Task description -> Each entry must appear in the answer exactly as given.

━━ The data

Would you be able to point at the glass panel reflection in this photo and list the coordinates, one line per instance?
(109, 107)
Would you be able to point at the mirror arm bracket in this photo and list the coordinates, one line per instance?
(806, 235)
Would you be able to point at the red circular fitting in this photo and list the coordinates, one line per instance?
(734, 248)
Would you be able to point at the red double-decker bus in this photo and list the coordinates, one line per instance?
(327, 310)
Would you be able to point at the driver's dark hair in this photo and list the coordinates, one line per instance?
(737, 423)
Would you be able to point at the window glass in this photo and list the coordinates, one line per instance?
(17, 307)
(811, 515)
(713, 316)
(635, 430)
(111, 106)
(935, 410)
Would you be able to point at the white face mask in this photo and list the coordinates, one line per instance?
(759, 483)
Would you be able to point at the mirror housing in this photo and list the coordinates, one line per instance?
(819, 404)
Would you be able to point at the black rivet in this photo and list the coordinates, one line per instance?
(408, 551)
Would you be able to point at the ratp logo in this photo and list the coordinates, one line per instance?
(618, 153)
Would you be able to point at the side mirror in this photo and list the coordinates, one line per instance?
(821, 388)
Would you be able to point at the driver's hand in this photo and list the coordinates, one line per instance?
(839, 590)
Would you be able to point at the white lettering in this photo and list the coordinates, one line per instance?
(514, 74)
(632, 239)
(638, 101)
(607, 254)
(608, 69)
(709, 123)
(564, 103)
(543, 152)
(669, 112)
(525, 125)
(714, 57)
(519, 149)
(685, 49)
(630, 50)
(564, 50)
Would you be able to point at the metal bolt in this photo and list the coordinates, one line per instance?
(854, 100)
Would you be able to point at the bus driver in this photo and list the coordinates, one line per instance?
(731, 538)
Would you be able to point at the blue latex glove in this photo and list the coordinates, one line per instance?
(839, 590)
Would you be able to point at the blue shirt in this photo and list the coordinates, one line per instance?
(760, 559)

━━━━

Result of the exercise ->
Would you be able to point at the glass panel reflection in this photo and list the coordinates, one line per instance?
(109, 107)
Would you be able to point at the mirror arm bracket in this photo and list the coordinates, one line per instance?
(806, 235)
Would you be able to point at the red circular fitting in this photo and list the coordinates, one line per instance?
(734, 248)
Would you be able to point at the red double-decker bus in this photo and list the coordinates, one line per instance?
(327, 310)
Would you be able to point at the driver's dark hair in this photo and list the coordinates, one line per instance?
(737, 423)
Would you be able to point at the window glass in this photo and list the coordinates, one line per instance?
(17, 307)
(811, 515)
(713, 316)
(635, 430)
(111, 106)
(935, 410)
Would you be able to point at the white face mask in this photo and list the coordinates, one line per instance?
(759, 483)
Would you be able to point at the mirror housing in this photo and list the coordinates, one line per instance?
(819, 404)
Would you be able to point at the black rivet in this photo and list the coordinates, one line per instance?
(408, 551)
Would you be able to point at the ratp logo in this photo and list the coordinates, one line per instance?
(618, 153)
Would you be able to point at the side mirror in this photo and list the coordinates, one line per instance?
(821, 388)
Would you be able to point at the driver's hand in this photo and list the coordinates, one line per instance?
(839, 590)
Would you be able to point at the white lettering in this photo and list the coordinates, one line per instance?
(514, 74)
(632, 239)
(638, 101)
(607, 254)
(608, 69)
(709, 123)
(564, 103)
(543, 152)
(669, 112)
(525, 125)
(714, 57)
(519, 149)
(685, 49)
(630, 50)
(564, 50)
Would you be able to point at the metal bolt in this photo and list the coordinates, one line per instance?
(854, 100)
Would you be able to point at the bus driver in this photo and list the coordinates, one line per instance?
(731, 538)
Would you be able to point at the blue latex glove in this photo and list the coordinates, one line per instance?
(839, 590)
Would you be able to point at the blue shirt in this photo and list the coordinates, one line per instance?
(760, 559)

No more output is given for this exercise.